• Source passage:
-----
2012–13 Iraq FA Cup

Tournament details
- Country: Iraq
- Teams: 40

Final positions
- Champions: N/A (tournament cancelled)

= 2012–13 Iraq FA Cup =

The 2012–13 Iraq FA Cup was the 26th edition of the Iraq FA Cup as a club competition, the main domestic cup in Iraqi football. It was the first edition held since the 2002–03 season.

The tournament was cancelled during the Round of 32 because of scheduling difficulties the Iraq Football Association had with the 2012–13 Iraqi Elite League.

== Format ==

=== Participation ===
The cup starts with a qualifying round of 13 teams from the Iraqi First Division League, 12 of which play against each other and one of which proceeds to the playoff round. The playoff round gets played between three teams from the First Division League and one from the Iraqi Elite League. The other 17 teams of the Iraqi Elite League and the rest of the First Division League join the other teams in the Round of 32.

=== Draw ===
For the first round, the participating teams will be split into two pots of 6 teams in one and 7 in the other. For the remaining rounds other than the final, the draw will be conducted from just one pot. The final is held in the Al-Shaab Stadium, a nominally neutral venue.

=== Match rules ===
Teams meet in one game in the first round. In the playoff round, Round of 32, 16 and the quarterfinals, the teams will have two-legged ties. The semifinals and the final will have only one-legged ties. A match will take place for 90 minutes, with two halves of 45 minutes. If still tied after regulation or tied on aggregate, 30 minutes of extra time will be played, consisting of two periods of 15 minutes. If the score is still level after this, the match will be decided by a penalty shootout. A coin toss will decide who takes the first penalty.

=== Cards ===
If a player receives a second yellow card, they will be banned from the next cup match. If a player receives a red card, they will be banned a minimum of one match, but more can be added by the Iraq Football Association.
-----
• Object position labeling entries:
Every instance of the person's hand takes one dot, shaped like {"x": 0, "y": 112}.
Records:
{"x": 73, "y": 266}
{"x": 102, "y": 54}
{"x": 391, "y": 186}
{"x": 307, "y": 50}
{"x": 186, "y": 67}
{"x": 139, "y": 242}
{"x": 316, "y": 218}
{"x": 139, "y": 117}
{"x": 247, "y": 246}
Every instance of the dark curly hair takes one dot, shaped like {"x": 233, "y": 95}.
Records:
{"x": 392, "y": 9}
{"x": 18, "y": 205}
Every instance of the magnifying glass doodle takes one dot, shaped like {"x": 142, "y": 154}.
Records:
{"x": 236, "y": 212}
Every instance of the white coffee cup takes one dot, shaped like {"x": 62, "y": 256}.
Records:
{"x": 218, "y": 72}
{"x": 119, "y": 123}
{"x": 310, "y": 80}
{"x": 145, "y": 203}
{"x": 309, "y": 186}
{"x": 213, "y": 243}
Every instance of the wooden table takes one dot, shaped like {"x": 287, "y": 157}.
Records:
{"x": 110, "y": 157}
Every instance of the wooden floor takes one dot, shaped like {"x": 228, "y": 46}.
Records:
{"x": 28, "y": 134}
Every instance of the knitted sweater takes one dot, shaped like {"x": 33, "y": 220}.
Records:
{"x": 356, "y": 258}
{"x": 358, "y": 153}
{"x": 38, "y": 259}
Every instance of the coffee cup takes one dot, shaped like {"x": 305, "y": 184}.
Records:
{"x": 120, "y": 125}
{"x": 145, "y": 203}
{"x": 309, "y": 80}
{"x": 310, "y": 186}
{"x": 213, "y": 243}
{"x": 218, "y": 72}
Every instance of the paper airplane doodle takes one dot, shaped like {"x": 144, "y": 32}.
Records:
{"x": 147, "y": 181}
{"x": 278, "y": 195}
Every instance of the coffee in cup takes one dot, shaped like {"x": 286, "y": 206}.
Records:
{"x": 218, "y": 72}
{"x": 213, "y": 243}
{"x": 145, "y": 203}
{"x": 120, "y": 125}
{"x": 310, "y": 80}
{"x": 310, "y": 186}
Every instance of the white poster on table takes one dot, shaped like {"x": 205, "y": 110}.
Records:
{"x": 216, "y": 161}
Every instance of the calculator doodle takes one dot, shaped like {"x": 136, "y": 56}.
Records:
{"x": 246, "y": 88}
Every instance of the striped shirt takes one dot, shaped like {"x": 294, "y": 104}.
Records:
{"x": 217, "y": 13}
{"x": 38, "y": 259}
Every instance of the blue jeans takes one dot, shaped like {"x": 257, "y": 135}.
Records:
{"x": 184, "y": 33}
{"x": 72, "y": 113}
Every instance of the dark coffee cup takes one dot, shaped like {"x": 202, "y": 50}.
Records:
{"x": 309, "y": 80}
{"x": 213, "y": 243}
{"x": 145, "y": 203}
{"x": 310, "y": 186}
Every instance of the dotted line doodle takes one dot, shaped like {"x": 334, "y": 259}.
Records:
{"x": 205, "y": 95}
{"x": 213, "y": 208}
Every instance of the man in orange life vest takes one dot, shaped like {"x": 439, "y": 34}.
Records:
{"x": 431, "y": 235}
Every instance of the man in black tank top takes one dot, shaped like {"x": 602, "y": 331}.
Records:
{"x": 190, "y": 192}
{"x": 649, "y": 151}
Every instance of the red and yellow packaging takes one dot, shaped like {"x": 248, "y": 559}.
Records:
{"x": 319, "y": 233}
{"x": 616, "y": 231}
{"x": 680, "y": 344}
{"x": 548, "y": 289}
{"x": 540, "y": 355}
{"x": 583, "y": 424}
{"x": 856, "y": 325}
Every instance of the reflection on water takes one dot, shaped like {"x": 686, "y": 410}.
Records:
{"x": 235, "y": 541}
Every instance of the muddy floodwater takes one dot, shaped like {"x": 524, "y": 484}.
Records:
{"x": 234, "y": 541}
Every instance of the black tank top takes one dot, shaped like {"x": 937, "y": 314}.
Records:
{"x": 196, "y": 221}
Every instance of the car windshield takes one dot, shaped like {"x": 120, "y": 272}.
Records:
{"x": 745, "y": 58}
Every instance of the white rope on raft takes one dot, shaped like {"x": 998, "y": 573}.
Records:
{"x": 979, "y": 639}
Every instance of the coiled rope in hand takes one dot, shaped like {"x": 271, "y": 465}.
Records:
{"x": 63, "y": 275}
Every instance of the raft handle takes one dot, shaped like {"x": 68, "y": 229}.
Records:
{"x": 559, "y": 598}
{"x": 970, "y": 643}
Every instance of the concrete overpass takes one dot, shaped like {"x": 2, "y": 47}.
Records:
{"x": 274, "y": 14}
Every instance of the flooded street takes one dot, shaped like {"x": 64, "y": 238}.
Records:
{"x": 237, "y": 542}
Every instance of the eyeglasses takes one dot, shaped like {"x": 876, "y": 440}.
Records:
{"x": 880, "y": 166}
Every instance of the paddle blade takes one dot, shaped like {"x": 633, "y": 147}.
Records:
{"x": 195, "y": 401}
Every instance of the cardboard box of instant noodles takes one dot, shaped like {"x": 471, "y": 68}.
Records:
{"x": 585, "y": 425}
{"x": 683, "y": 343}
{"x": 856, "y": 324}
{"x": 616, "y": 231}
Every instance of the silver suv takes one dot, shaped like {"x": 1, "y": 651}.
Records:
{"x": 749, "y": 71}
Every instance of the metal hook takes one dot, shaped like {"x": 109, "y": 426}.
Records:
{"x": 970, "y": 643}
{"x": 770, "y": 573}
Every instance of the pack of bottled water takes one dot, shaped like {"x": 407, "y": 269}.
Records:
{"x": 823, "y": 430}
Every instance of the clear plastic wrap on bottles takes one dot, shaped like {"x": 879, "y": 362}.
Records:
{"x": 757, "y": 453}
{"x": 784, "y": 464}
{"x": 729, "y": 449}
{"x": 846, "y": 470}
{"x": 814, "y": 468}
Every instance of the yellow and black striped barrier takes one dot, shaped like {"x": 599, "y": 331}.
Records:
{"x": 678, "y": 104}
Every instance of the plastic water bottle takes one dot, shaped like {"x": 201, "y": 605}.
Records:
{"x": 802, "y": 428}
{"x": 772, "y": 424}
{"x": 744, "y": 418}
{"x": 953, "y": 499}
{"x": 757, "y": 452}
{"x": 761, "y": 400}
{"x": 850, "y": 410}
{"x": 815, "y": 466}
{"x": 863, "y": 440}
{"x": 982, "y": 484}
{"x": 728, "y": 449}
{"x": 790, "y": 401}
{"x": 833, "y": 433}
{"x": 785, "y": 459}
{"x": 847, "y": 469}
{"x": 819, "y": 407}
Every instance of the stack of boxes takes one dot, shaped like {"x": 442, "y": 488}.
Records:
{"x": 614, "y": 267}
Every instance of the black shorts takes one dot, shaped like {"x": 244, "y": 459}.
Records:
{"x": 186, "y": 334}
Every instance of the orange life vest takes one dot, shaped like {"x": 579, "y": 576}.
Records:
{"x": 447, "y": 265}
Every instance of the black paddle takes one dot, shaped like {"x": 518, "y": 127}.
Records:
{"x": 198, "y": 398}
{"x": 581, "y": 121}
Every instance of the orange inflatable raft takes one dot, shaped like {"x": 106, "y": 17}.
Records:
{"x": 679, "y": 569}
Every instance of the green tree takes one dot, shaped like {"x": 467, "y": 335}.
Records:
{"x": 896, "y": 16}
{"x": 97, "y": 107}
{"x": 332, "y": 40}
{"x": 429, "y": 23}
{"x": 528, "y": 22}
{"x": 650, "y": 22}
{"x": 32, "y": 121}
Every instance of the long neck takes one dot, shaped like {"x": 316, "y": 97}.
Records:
-----
• Stated task 1:
Answer these questions using the Iraq FA Cup text above the records:
(a) Why was the tournament cancelled?
(b) In which stadium is the final held?
(c) How much extra time is played if a match is still tied after regulation?
• Stated task 2: Repeat the part of the Iraq FA Cup text from "Final positions" up to and including "Round of 32.".

• Written answer 1:
(a) The Iraq Football Association had scheduling difficulties with the 2012–13 Iraqi Elite League.
(b) The Al-Shaab Stadium.
(c) 30 minutes, made up of two periods of 15 minutes.

• Written answer 2:
Final positions
- Champions: N/A (tournament cancelled)

= 2012–13 Iraq FA Cup =

The 2012–13 Iraq FA Cup was the 26th edition of the Iraq FA Cup as a club competition, the main domestic cup in Iraqi football. It was the first edition held since the 2002–03 season.

The tournament was cancelled during the Round of 32 because of scheduling difficulties the Iraq Football Association had with the 2012–13 Iraqi Elite League.

== Format ==

=== Participation ===
The cup starts with a qualifying round of 13 teams from the Iraqi First Division League, 12 of which play against each other and one of which proceeds to the playoff round. The playoff round gets played between three teams from the First Division League and one from the Iraqi Elite League. The other 17 teams of the Iraqi Elite League and the rest of the First Division League join the other teams in the Round of 32.